--- Selected excerpt Enclosed Below ---

He was the son of Rev James Gillespie, minister of Arngask.

He attended Dundee Grammar School, and graduated from St Leonard's College, St Andrews BA in 1740, and MA in 1741. Thereafter, he studied divinity.

He was licensed to preach by the Presbytery of Perth in August 1745. He became a chaplain at Melvil then was ordained at Abdie in March 1747. He was translated to Dunbarney in March 1751. In November 1757 he was made minister of the second charge at St Andrews, becoming minister of the first charge in 1765. In November 1768 the university awarded him a doctorate of divinity (DD).

In 1779 he became Principal of St Mary's College, St Andrews, replacing the Very Rev Prof James Murison. He was elected Moderator in the same year. In 1786 he was made a Chaplain to the King at the Chapel Royal.

--- End of Enclosed Selected excerpt ---
--- Records shown Enclosed Below ---

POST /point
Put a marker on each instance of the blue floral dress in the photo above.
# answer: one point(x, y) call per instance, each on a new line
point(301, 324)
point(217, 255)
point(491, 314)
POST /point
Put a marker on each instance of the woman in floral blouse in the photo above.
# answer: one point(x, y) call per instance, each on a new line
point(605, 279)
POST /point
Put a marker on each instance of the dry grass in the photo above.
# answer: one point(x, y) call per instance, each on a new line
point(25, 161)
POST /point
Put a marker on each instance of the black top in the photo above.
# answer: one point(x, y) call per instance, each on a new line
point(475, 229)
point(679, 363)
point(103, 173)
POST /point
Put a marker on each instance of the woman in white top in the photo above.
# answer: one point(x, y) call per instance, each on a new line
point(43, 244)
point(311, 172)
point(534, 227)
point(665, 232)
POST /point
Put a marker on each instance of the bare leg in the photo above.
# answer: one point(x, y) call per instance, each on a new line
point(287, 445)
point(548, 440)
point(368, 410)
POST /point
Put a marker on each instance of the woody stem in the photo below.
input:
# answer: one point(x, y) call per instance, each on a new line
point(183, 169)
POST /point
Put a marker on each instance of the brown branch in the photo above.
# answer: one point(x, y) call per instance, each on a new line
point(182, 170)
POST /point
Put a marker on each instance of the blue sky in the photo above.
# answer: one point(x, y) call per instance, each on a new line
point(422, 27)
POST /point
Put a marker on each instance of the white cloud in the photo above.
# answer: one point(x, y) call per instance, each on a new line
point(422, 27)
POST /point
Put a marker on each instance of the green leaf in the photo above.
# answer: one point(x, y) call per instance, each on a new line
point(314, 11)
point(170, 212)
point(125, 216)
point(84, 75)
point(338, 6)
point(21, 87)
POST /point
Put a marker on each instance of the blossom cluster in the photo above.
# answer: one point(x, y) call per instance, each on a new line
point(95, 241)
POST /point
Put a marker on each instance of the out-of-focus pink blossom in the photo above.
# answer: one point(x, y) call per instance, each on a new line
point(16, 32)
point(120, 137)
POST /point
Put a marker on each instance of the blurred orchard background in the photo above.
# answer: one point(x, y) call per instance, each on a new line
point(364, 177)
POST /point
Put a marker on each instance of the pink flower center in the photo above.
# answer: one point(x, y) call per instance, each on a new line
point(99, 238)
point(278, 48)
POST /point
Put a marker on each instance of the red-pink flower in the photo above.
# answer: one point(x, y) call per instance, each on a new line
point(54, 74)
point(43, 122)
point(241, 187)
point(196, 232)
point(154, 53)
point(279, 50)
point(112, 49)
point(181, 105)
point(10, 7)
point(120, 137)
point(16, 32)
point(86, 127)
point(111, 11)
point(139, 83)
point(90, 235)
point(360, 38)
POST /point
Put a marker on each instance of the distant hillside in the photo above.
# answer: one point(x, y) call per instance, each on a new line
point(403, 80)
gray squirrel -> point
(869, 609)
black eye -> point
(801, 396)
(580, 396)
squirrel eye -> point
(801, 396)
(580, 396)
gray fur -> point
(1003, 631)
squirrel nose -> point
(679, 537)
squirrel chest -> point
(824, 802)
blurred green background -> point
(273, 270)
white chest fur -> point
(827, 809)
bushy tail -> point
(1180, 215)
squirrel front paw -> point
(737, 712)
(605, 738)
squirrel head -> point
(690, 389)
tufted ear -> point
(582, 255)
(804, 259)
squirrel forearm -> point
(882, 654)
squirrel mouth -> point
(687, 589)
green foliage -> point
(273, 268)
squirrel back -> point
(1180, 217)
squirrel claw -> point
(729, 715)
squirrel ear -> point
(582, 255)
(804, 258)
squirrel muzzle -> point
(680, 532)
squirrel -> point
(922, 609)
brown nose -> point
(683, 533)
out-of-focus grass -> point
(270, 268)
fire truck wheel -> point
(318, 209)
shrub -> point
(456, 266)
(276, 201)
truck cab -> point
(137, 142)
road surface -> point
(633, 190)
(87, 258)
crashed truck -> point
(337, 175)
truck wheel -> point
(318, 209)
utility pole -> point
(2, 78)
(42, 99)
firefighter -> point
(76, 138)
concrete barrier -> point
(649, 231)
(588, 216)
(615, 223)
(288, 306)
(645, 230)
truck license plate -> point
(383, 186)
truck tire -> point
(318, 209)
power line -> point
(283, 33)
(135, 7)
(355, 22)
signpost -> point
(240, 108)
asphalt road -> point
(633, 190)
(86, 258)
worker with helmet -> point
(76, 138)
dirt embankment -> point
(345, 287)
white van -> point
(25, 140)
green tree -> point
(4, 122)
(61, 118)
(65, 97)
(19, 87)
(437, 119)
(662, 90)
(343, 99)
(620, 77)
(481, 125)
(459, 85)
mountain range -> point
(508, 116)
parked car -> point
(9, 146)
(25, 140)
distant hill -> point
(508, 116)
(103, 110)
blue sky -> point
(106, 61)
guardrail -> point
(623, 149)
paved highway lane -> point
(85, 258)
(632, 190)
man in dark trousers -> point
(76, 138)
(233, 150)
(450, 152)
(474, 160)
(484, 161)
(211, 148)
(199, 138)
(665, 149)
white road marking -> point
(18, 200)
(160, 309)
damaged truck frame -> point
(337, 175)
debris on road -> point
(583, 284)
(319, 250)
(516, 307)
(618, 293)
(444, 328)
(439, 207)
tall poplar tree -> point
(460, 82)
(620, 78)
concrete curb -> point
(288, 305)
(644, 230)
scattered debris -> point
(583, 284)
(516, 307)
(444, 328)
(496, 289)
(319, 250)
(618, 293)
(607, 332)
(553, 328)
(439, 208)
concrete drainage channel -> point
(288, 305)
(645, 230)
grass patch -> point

--- End of Enclosed Records shown ---

## Assignment 1
Answer these questions from the minister's biography:
(a) Which school did he attend before St Andrews?
(b) Which presbytery licensed him to preach, and in what month and year?
(c) Whom did he replace as Principal of St Mary's College?
## Assignment 2
Pick up the minister's biography after its last sentence and continue it.

## Written answer 1
(a) Dundee Grammar School.
(b) The Presbytery of Perth, in August 1745.
(c) The Very Rev Prof James Murison.

## Written answer 2
He died on 2 June 1791. He is buried in the graveyard of St Andrews Cathedral. The grave lies to the south-west of the central tower.

==Family==

His brother Rev Laurence Gillespie was minister of Auchtermuchty.

He married twice, firstly in 1748 to Isobel Dick, daughter of Rev William Dick of Cupar, and had at least nine children. Following Isobel's death in 1770, in 1772 he married Jean Fortoun (d.1810) with whom he had at least four more children.

He was father of Jane Gillespie and Robert Gillespie Smyth WS.